- [Problems and tasks]
- a) In the abstract on memory after traumatic brain injury, rewrite the paragraph beginning "Results: Both subjects" more concisely, keeping its main facts.
- b) From the abstract on memory after traumatic brain injury, repeat verbatim the part that opens with the words containing "Methods: Comparison of" and closes with "eight patients without such a deficit.".

- [Page excerpt]
:::::

Introduction: Converging evidence from studies of patients suffering focal brain lesions and results from animal models led to the notion of two functionally and structurally distinct memory systems, declarative-explicit-episodic and procedural-implicit-skill.
Aims: Assessment of skill acquisition and procedural memory in patients after blunt traumatic brain injury (TBI) who suffer from deficit of explicit (episodic) memory in comparison to patients without such a deficit.
Methods: Comparison of skill acquisition in the Finger Opposition Sequence task in two patients after TBI presenting with episodic-explicit memory deficit to eight patients without such a deficit.
Results: Both subjects demonstrated severe declarative-episodic memory deficits as demonstrated in the Rivermead Behavioural Memory Test (RBMT) but showed robust learning and retention of skill in practicing a finger movement sequence, improving performance speed with no speed-accuracy trade-off. The practice related gains in performance and their retention in a one-month follow-up test were as robust as in patients without explicit memory deficit.
Conclusions: The results coincide with previous case reports demonstrating a dissociation between procedural-implicit and declarative-explicit memory systems. The evaluation of the two memory systems may contribute to patient rehabilitation as a residual functioning of one system can be used to compensate for deficit of the other, in order to improve daily functioning.

:::::

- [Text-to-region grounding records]
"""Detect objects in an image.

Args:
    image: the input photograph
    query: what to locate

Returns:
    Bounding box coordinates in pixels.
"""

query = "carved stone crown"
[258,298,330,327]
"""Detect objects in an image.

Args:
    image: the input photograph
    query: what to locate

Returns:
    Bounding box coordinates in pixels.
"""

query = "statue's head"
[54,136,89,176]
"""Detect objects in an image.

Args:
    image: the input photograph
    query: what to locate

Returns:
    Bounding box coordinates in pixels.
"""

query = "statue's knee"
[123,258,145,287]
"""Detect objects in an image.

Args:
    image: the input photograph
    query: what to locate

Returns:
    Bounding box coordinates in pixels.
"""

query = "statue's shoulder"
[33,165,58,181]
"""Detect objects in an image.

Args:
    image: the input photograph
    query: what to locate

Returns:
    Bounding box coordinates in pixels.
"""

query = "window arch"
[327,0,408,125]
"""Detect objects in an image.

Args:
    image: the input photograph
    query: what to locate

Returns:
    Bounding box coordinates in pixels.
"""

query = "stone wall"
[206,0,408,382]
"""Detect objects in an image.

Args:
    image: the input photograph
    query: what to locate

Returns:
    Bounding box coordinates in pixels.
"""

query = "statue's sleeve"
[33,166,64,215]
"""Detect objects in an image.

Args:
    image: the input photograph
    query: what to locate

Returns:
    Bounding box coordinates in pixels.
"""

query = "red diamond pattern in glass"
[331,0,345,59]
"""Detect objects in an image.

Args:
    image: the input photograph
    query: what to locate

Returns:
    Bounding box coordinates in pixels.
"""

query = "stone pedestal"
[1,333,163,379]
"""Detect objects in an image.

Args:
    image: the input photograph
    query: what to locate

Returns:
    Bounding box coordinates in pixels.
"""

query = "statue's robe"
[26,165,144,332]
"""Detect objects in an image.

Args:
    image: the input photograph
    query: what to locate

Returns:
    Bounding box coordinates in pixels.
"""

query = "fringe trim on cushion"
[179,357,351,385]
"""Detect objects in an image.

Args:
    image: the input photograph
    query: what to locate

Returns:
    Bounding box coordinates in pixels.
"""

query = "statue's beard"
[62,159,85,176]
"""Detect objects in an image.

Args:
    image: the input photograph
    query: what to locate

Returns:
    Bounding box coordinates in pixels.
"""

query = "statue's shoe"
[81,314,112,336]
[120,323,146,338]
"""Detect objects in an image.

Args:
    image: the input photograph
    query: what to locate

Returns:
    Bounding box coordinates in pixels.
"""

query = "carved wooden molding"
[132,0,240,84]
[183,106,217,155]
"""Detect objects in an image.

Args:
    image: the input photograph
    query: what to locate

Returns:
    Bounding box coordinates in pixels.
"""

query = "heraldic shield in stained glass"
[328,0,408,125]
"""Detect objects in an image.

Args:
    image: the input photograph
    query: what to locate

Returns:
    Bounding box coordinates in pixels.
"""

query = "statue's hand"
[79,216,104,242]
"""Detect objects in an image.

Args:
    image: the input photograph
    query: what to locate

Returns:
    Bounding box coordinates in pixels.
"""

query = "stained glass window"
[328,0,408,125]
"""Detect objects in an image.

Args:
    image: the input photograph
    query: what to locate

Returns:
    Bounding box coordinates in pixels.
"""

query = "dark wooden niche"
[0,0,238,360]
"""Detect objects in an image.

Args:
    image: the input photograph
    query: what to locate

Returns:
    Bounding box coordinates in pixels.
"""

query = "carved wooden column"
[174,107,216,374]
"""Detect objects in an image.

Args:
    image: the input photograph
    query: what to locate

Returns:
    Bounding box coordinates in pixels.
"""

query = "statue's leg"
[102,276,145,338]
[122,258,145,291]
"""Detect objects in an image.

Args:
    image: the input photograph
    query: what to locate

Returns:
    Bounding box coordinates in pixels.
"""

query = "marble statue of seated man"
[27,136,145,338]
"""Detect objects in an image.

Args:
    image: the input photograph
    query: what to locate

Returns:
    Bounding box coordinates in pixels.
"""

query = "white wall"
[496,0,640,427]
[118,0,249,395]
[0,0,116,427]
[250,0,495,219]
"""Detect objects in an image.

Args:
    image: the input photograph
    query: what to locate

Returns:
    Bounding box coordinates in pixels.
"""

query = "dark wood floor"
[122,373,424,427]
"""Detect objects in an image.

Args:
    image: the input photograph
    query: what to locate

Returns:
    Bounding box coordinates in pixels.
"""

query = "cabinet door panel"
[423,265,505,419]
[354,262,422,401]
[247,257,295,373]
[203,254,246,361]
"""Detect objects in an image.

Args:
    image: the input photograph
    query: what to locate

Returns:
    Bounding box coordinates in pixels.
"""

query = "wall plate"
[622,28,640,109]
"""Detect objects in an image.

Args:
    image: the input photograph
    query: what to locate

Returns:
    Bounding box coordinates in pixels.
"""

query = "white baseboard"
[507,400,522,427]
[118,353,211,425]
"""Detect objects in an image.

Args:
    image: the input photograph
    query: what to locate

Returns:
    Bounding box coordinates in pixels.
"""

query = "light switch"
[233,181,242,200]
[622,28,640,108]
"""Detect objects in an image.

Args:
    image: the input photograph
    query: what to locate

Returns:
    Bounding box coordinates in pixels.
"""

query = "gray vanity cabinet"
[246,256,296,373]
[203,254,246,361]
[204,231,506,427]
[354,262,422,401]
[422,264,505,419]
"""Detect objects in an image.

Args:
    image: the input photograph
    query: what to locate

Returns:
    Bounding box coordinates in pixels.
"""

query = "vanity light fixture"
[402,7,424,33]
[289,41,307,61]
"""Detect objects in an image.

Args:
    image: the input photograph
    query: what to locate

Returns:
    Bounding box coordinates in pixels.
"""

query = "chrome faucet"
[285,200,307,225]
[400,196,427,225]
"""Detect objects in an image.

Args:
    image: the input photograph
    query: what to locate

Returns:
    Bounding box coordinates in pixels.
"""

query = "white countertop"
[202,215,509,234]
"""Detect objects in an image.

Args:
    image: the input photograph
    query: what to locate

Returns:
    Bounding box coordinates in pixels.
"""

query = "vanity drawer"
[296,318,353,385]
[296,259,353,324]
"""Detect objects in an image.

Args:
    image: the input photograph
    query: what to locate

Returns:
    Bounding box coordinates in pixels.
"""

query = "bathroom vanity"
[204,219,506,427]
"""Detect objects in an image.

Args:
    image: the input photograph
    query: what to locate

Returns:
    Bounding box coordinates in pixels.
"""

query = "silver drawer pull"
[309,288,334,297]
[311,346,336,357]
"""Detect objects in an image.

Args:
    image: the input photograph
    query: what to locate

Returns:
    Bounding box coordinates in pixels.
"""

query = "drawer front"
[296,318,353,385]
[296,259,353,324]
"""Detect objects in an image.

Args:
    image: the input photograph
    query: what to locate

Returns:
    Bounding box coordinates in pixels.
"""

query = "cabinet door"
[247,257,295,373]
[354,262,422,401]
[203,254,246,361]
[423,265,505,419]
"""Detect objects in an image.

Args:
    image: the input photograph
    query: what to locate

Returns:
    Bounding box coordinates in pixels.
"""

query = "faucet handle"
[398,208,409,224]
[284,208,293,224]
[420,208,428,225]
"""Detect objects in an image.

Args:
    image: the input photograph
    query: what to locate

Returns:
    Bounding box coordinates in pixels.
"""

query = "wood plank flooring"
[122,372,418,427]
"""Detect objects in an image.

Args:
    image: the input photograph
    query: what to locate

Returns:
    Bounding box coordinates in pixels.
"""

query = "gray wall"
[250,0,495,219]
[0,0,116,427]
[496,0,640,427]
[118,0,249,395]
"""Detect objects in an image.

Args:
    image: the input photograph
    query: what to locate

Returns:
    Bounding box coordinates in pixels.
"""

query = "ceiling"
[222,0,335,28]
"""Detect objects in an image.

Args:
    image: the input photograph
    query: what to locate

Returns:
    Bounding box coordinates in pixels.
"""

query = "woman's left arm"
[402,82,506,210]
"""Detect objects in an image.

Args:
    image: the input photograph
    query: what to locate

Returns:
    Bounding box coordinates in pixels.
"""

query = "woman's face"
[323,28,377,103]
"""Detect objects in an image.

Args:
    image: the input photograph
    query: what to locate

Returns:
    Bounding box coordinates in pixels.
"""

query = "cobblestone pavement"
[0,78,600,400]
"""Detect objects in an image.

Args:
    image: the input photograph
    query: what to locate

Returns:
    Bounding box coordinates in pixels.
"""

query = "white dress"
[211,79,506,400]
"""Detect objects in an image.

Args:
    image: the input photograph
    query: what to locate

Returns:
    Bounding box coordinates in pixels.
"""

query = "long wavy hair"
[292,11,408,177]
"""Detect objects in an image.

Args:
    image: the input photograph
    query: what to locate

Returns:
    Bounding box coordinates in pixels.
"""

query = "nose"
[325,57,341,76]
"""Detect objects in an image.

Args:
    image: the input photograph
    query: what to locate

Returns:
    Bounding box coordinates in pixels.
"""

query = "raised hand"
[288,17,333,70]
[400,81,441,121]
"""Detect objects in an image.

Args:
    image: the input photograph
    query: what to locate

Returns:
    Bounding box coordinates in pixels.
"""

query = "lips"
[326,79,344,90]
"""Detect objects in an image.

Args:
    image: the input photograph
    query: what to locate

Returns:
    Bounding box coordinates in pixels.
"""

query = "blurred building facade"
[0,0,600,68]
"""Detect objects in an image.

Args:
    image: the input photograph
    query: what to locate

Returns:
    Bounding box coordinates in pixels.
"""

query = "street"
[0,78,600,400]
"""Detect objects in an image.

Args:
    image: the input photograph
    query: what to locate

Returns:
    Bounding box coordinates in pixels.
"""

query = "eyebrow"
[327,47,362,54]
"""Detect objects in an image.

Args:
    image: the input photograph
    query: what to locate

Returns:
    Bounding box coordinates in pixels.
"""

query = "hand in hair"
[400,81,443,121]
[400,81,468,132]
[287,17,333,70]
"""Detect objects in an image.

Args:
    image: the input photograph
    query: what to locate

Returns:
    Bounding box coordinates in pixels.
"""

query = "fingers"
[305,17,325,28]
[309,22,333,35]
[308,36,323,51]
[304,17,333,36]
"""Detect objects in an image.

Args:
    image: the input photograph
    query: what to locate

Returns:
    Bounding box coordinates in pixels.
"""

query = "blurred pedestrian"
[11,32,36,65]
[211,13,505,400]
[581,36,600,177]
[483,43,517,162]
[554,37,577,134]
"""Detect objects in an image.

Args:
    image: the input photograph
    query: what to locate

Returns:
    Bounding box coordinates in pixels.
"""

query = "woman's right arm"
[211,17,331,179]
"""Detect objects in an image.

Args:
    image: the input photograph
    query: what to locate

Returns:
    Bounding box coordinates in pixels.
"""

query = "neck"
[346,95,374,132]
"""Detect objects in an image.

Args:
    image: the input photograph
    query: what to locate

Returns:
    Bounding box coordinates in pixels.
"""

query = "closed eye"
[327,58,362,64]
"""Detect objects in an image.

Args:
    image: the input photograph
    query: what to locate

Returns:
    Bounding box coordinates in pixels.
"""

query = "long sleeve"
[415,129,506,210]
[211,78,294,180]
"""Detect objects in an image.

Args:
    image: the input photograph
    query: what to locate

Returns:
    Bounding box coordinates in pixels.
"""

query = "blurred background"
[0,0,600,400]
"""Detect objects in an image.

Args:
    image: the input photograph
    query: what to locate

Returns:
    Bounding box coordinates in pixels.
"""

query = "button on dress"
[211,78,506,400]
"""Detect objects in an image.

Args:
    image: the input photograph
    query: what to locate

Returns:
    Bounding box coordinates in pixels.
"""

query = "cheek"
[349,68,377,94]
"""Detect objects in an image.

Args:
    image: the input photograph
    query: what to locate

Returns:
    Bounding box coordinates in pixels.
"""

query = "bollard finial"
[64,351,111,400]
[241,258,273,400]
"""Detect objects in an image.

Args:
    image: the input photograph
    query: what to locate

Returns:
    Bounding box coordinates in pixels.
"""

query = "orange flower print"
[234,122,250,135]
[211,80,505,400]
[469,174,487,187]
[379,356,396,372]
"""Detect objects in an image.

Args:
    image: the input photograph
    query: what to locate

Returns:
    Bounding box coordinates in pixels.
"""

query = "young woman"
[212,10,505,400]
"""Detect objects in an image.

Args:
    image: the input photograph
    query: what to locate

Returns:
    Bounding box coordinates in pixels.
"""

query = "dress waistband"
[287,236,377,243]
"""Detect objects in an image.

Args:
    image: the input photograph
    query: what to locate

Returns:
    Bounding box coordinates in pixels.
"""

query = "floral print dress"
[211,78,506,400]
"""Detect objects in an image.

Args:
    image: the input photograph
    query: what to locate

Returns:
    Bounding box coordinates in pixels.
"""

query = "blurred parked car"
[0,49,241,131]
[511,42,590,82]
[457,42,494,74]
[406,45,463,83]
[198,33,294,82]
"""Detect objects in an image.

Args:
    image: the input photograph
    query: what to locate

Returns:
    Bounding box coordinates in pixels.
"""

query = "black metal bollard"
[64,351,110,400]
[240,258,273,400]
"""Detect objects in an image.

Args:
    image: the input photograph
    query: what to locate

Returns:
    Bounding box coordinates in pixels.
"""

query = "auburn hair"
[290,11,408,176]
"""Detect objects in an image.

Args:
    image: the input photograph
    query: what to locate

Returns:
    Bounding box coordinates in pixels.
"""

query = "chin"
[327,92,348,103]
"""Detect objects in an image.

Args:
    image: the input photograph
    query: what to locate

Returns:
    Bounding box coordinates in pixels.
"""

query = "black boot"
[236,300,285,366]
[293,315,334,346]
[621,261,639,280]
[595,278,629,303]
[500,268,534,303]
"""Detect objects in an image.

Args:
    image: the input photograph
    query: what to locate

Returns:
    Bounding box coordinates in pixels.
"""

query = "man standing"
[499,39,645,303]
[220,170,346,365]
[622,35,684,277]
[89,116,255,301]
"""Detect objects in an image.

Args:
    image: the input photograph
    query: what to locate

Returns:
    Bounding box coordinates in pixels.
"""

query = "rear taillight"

:::::

- [Responses per task]
- a) Results: Both patients showed severe declarative-episodic memory deficits on the Rivermead Behavioural Memory Test (RBMT), yet they learned and retained a practiced finger movement sequence well, becoming faster with no loss of accuracy. Their practice gains and their retention at a one-month follow-up were as robust as those of patients without explicit memory deficit.

- b)
Methods: Comparison of skill acquisition in the Finger Opposition Sequence task in two patients after TBI presenting with episodic-explicit memory deficit to eight patients without such a deficit.